## Directions for this task
Copy out the entries exactly, from the first line to the last.

## Dataset
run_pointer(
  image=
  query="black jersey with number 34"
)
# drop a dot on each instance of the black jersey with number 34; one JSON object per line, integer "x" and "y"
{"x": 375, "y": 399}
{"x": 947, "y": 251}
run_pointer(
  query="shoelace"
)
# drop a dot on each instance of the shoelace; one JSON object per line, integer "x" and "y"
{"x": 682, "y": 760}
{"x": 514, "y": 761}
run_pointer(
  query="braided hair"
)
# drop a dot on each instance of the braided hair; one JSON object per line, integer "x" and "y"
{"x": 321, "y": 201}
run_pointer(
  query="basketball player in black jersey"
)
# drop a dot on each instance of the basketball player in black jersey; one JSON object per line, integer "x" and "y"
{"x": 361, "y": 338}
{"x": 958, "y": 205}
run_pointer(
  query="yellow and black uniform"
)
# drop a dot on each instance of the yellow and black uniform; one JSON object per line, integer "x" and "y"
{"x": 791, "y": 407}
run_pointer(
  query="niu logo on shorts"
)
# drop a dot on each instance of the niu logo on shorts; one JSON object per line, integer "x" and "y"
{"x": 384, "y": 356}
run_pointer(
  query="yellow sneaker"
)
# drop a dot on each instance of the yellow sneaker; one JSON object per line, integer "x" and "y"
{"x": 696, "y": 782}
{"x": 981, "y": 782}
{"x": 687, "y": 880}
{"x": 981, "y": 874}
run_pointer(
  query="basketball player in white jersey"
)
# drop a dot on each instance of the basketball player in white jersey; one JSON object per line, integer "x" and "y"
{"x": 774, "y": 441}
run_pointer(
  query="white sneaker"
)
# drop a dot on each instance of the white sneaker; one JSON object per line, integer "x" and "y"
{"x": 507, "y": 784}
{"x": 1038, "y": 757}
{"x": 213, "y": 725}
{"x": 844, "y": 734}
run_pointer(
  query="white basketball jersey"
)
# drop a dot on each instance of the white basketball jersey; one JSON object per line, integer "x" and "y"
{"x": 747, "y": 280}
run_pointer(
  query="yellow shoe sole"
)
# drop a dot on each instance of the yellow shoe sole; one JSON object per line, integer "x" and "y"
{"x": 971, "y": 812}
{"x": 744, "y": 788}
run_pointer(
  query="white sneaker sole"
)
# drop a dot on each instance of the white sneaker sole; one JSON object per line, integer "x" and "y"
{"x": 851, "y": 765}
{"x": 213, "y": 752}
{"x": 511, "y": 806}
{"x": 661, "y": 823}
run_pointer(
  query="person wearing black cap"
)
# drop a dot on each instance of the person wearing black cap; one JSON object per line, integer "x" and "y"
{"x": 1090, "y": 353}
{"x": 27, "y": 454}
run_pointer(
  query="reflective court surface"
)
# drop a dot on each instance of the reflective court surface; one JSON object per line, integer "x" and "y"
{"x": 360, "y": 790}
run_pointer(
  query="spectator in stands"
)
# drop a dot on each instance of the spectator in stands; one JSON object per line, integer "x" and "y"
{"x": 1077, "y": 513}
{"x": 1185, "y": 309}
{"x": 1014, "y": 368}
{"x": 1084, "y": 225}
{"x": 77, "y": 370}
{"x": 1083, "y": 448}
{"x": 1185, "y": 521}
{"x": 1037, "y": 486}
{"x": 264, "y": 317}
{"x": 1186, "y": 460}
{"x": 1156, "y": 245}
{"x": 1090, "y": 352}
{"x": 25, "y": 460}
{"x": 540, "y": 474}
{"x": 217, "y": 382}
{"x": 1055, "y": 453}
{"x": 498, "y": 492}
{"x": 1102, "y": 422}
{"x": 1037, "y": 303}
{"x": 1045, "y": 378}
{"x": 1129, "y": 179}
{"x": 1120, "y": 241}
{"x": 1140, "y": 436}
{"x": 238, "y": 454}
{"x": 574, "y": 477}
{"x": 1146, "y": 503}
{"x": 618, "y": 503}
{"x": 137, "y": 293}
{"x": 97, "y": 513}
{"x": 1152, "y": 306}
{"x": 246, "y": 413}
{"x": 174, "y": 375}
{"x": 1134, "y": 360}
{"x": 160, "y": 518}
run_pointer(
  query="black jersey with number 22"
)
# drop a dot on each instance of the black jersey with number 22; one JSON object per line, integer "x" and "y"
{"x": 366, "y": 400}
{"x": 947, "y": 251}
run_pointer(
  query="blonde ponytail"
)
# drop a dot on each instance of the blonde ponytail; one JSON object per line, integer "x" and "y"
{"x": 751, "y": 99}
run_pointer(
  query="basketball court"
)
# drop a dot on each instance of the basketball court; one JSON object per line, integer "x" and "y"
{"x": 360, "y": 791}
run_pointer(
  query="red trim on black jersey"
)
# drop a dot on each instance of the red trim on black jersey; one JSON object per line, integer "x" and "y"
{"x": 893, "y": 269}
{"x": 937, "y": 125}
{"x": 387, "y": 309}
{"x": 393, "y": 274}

## Worked answer
run_pointer(
  image=
  query="black jersey with number 34"
)
# drop a dot on each instance of the black jersey with number 34; one JSON object per line, integer "x" and "y"
{"x": 375, "y": 399}
{"x": 947, "y": 251}
run_pointer(
  query="shoelace"
)
# drop a dot on each instance of the shoelace; one JSON object per line, integer "x" and "y"
{"x": 682, "y": 760}
{"x": 514, "y": 761}
run_pointer(
  query="braided hair"
)
# drop a dot on each instance of the braided hair; one JSON object per line, integer "x" and "y"
{"x": 321, "y": 201}
run_pointer(
  query="basketball player in black jersey"
)
# drop a dot on each instance of the basketball player in black jersey; one JSON object per line, integer "x" and "y"
{"x": 361, "y": 338}
{"x": 958, "y": 205}
run_pointer(
  query="yellow and black uniform"
)
# drop a dot on each instance of the yellow and black uniform; one JSON object per line, integer "x" and "y"
{"x": 791, "y": 407}
run_pointer(
  query="niu logo on shorts"
)
# drop a dot on each instance of the niu logo on shorts; one JSON object per line, integer "x" and "y"
{"x": 384, "y": 356}
run_pointer(
  query="yellow sneaker"
)
# drop a dot on each instance of the yellow sneaker; one JSON object per line, integer "x" and "y"
{"x": 696, "y": 782}
{"x": 981, "y": 782}
{"x": 687, "y": 880}
{"x": 981, "y": 874}
run_pointer(
  query="basketball player in white jersey"
)
# drop a dot on each instance of the basketball player in white jersey; one JSON object per line, integer "x" and "y"
{"x": 774, "y": 441}
run_pointer(
  query="white sneaker"
)
# drop a dot on each instance of the white sneaker; one JSON object per line, integer "x" and "y"
{"x": 507, "y": 784}
{"x": 1038, "y": 757}
{"x": 213, "y": 725}
{"x": 844, "y": 734}
run_pointer(
  query="white basketball jersey"
)
# drop a dot on each instance of the white basketball jersey; one JSON object per line, integer "x" and "y"
{"x": 747, "y": 280}
run_pointer(
  query="yellow shoe sole"
)
# drop a dot on each instance of the yellow shoe sole; one JSON object per line, integer "x" and "y"
{"x": 971, "y": 812}
{"x": 744, "y": 788}
run_pointer(
  query="white sneaker sole"
)
# drop a dot on each instance of the white sneaker sole; one JSON object per line, integer "x" and "y"
{"x": 851, "y": 765}
{"x": 213, "y": 752}
{"x": 511, "y": 806}
{"x": 661, "y": 823}
run_pointer(
  query="person wearing black cap"
)
# drop a dot on each instance of the person wearing black cap; one JSON object per line, integer "x" and "y"
{"x": 1090, "y": 353}
{"x": 27, "y": 454}
run_pointer(
  query="reflective court surface"
)
# drop a dot on each instance of the reflective court surface; one JSON object per line, integer "x" and "y"
{"x": 360, "y": 790}
run_pointer(
  query="spectator in stands"
)
# drop a dot on each instance of the spectator in stands; one JSON object per line, integer "x" and "y"
{"x": 1077, "y": 513}
{"x": 1185, "y": 309}
{"x": 1014, "y": 368}
{"x": 1084, "y": 225}
{"x": 77, "y": 370}
{"x": 1083, "y": 448}
{"x": 1185, "y": 521}
{"x": 1037, "y": 486}
{"x": 264, "y": 317}
{"x": 1186, "y": 460}
{"x": 1156, "y": 245}
{"x": 1090, "y": 352}
{"x": 25, "y": 460}
{"x": 540, "y": 474}
{"x": 217, "y": 382}
{"x": 1055, "y": 453}
{"x": 498, "y": 492}
{"x": 1102, "y": 422}
{"x": 1037, "y": 303}
{"x": 1045, "y": 378}
{"x": 1129, "y": 179}
{"x": 1120, "y": 241}
{"x": 1140, "y": 436}
{"x": 238, "y": 454}
{"x": 574, "y": 477}
{"x": 1146, "y": 503}
{"x": 618, "y": 503}
{"x": 137, "y": 293}
{"x": 97, "y": 513}
{"x": 1152, "y": 306}
{"x": 246, "y": 413}
{"x": 174, "y": 375}
{"x": 1134, "y": 360}
{"x": 160, "y": 518}
run_pointer(
  query="black jersey with number 22"
)
# drop a dot on each instance of the black jersey with number 22; one JSON object per line, integer "x" and "y"
{"x": 366, "y": 400}
{"x": 947, "y": 251}
run_pointer(
  query="blonde ponytail"
)
# drop a dot on each instance of the blonde ponytail; one JSON object per line, integer "x" and "y"
{"x": 751, "y": 99}
run_pointer(
  query="basketball court"
)
# drop a dot on each instance of the basketball court; one JSON object per line, integer "x" and "y"
{"x": 360, "y": 791}
run_pointer(
  query="red trim on black jersey"
)
# drop a dot on each instance of the red trim on black jersey; one JSON object per line, integer "x" and "y"
{"x": 893, "y": 269}
{"x": 937, "y": 125}
{"x": 387, "y": 309}
{"x": 393, "y": 274}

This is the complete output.